# DOCUMENT SECTION
As neither the stelæ nor the bas-relief would seem to have been observed by previous travelers, I may add for the guidance of others that the round and tower-like rock upon which the former are sculptured lies about a mile to the southward of the sheik’s tomb and palm-tree (a strikingly picturesque bit which no one can fail to notice), and a little beyond some very large excavations near the water’s edge; while the bas-relief is to be found at a short distance below the Coptic convent and cemetery.
Having for nearly twelve miles skirted the base of Gebel Abufayda—by far the finest panoramic stretch of rock scenery on this side of the second cataract—the Nile takes an abrupt bend to the eastward, and thence flows through many miles of cultivated flat. One coming to this sudden elbow the wind, which had hitherto been carrying us along at a pace but little inferior to that of a steamer, now struck us full on the beam and drove the boat to shore with such violence that all the steersman could do was just to run the Philæ’s nose into the bank and steer clear of some ten or twelve native cangias that had been driven in before us. The Bagstones rushed in next; and presently a large iron-built dahabeeyah, having come gallantly along under the cliffs with all sail set, was seen to make a vain struggle at the fatal corner, and then plunge headlong at the bank, like King Agib’s ship upon the Loadstone Mountain.

# DIRECTIVES
1. In the entries starting at their first line and ending at the line that contains "75], [114, 77]]]", rename "outline" to "contour" and leave everything else unchanged. Return only those lines, without the picture.
2. Go on with the account of the Nile voyage, picking up right after its last sentence.

# MATERIAL PROVIDED
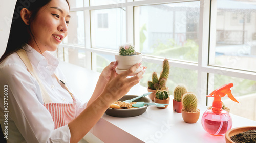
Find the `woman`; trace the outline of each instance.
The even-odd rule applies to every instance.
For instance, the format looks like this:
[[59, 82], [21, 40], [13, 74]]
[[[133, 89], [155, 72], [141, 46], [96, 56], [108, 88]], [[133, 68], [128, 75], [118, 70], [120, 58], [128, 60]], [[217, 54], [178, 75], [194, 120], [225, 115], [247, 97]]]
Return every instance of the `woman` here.
[[[141, 63], [117, 75], [117, 63], [111, 62], [87, 104], [81, 103], [62, 80], [57, 59], [46, 52], [57, 49], [70, 19], [67, 0], [17, 1], [0, 59], [0, 98], [8, 103], [7, 110], [3, 105], [0, 109], [1, 113], [9, 111], [8, 142], [77, 142], [142, 78], [145, 70], [127, 78]], [[5, 116], [0, 119], [4, 130]]]

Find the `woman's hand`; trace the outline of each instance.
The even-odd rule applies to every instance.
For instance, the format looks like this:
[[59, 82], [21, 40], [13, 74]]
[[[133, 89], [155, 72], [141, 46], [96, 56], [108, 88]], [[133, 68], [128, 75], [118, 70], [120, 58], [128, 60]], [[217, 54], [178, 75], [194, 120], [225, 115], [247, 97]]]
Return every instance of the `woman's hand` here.
[[145, 71], [145, 68], [133, 77], [127, 78], [127, 77], [131, 76], [139, 66], [141, 63], [137, 63], [133, 66], [131, 68], [118, 75], [115, 69], [111, 71], [109, 81], [106, 83], [104, 91], [101, 95], [101, 97], [104, 98], [108, 104], [111, 104], [117, 100], [121, 98], [129, 91], [134, 85], [138, 84], [142, 75]]
[[[140, 65], [141, 64], [140, 64]], [[117, 66], [117, 62], [111, 62], [111, 63], [110, 63], [110, 64], [108, 66], [105, 67], [105, 68], [104, 68], [102, 72], [101, 72], [101, 75], [107, 81], [109, 81], [110, 77], [110, 75], [111, 74], [111, 71], [115, 69]], [[143, 66], [143, 70], [146, 68], [146, 67]], [[116, 77], [116, 75], [117, 75], [117, 74], [114, 75], [114, 77]]]

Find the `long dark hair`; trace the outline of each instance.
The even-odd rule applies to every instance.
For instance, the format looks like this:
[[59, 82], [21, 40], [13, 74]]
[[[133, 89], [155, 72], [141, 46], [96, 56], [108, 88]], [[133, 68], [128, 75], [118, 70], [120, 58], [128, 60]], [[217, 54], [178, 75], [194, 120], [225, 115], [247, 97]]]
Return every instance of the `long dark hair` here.
[[[0, 58], [0, 62], [12, 53], [18, 51], [28, 43], [29, 40], [34, 40], [34, 37], [30, 37], [30, 27], [27, 25], [20, 17], [20, 10], [26, 8], [32, 14], [30, 19], [30, 22], [34, 19], [39, 10], [48, 4], [51, 0], [19, 1], [16, 3], [14, 12], [12, 17], [12, 24], [9, 36], [7, 46], [5, 53]], [[66, 0], [69, 8], [69, 3]]]

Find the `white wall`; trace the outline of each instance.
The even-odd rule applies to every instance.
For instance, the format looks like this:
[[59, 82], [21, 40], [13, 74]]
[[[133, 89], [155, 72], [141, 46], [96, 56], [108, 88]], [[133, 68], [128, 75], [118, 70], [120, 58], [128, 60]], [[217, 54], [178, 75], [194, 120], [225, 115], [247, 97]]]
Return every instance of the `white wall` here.
[[1, 0], [0, 56], [4, 54], [6, 48], [16, 2], [16, 0]]

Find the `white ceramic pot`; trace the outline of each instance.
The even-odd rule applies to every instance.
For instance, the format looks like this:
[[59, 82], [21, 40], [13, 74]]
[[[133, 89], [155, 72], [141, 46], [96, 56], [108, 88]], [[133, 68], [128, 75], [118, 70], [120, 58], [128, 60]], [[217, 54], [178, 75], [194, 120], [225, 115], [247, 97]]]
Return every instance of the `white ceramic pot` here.
[[[135, 55], [119, 55], [119, 53], [116, 53], [115, 59], [117, 62], [117, 67], [116, 68], [116, 72], [118, 74], [120, 74], [136, 63], [140, 63], [142, 61], [142, 54], [141, 53], [137, 52]], [[137, 74], [143, 70], [142, 66], [140, 66], [133, 74]]]

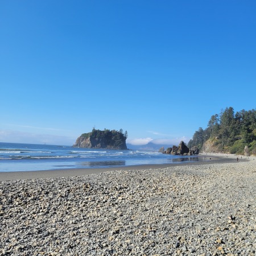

# THE ANSWERS
1.
Find the `woman`; trace the contour of each instance.
The even-odd rule applies to every instance.
For instance, the format looks like this:
[[59, 82], [21, 40], [13, 74]]
[[[133, 89], [155, 72], [141, 46], [96, 56], [108, 88]], [[133, 68], [128, 75], [118, 70], [120, 58], [128, 60]], [[217, 54], [178, 75], [194, 120], [225, 115], [247, 97]]]
Return every instance of the `woman` here.
[[[141, 63], [117, 75], [117, 63], [111, 62], [87, 104], [81, 103], [62, 80], [57, 59], [46, 52], [57, 49], [70, 19], [67, 0], [17, 1], [0, 59], [0, 98], [8, 103], [7, 110], [3, 105], [0, 109], [1, 113], [9, 111], [8, 142], [77, 142], [142, 78], [145, 70], [127, 78]], [[5, 116], [0, 119], [4, 130]]]

Find the `woman's hand`; trace the contour of each instance.
The even-odd rule applies to every instance.
For instance, the format looks like this:
[[59, 82], [21, 40], [13, 74]]
[[[133, 89], [155, 72], [141, 46], [96, 56], [108, 88]], [[133, 68], [128, 75], [118, 70], [120, 58], [128, 60]], [[217, 54], [178, 75], [194, 120], [225, 115], [247, 97]]]
Return every instance of the `woman's hand` here.
[[145, 71], [145, 68], [133, 77], [127, 78], [127, 77], [131, 76], [139, 66], [141, 63], [137, 63], [133, 66], [131, 68], [118, 75], [115, 69], [111, 71], [109, 81], [106, 83], [104, 91], [101, 95], [101, 97], [104, 98], [108, 104], [111, 104], [117, 100], [121, 98], [129, 91], [134, 85], [138, 84], [142, 75]]
[[[140, 65], [141, 64], [140, 64]], [[117, 66], [117, 62], [111, 62], [111, 63], [110, 63], [110, 64], [108, 66], [105, 67], [105, 68], [104, 68], [102, 72], [101, 72], [101, 75], [107, 81], [109, 81], [110, 77], [110, 75], [111, 74], [111, 71], [115, 69]], [[143, 66], [143, 70], [146, 68], [146, 67]], [[116, 77], [116, 75], [117, 75], [117, 74], [114, 75], [114, 77]]]

2.
Imprisoned here all the afternoon, we exchanged visits of condolence with our neighbors in misfortune; had our ears nearly cut to pieces by the driving sand; and failed signally in the endeavor to take a walk on shore. Still the fury of the storm went on increasing. The wind howled; the river raced in turbid waves; the sand drove in clouds; and the face of the sky was darkened as if by a London fog. Meanwhile, one boat after another was hurled to shore, and before nightfall we numbered a fleet of some twenty odd craft, native and foreign.
It took the united strength of both crews all next day to warp the Philæ and Bagstones across the river by means of a rope and an anchor; an expedient that deserves special mention not for its amazing novelty or ingenuity, but because our men declared it to be impracticable. Their fathers, they said, had never done it. Their fathers’ fathers had never done it. Therefore it was impossible. Being impossible, why should they attempt it?
They did attempt it, however, and, much to their astonishment, they succeeded.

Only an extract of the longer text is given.